Your instructions:
Which lines in the rows below contain the word "pointed"? Locate each one and copy it out in full.

Pointing dataset rows:
+++++

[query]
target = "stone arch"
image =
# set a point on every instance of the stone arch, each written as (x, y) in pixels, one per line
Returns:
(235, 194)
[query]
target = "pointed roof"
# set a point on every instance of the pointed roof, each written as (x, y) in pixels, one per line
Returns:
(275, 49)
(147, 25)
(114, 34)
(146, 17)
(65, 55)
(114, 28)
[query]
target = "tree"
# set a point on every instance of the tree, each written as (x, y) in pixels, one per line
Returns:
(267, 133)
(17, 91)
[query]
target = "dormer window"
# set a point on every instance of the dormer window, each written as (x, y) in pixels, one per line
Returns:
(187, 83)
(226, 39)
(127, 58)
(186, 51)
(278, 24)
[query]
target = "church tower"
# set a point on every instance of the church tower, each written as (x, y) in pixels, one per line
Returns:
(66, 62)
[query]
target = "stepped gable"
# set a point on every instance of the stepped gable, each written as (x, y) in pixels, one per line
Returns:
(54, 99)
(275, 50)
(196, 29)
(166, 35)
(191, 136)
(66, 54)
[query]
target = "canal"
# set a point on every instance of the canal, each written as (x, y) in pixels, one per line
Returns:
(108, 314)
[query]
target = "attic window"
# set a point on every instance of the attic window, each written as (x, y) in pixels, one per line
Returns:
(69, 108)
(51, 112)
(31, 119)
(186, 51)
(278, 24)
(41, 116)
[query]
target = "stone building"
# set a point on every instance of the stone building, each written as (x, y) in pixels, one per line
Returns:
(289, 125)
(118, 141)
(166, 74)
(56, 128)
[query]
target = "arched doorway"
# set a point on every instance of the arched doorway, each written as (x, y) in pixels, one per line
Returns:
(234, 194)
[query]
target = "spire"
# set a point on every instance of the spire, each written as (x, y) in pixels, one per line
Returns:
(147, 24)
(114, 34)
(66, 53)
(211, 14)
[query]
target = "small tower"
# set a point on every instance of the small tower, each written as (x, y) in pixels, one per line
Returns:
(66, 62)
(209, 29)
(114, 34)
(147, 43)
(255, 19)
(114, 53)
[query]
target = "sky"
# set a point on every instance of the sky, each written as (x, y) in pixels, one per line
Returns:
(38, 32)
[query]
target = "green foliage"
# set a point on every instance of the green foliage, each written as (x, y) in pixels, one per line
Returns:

+++++

Correct result:
target = "pointed roof"
# set a point on every instance of the pointed roof, each written as (x, y) in pixels, one per line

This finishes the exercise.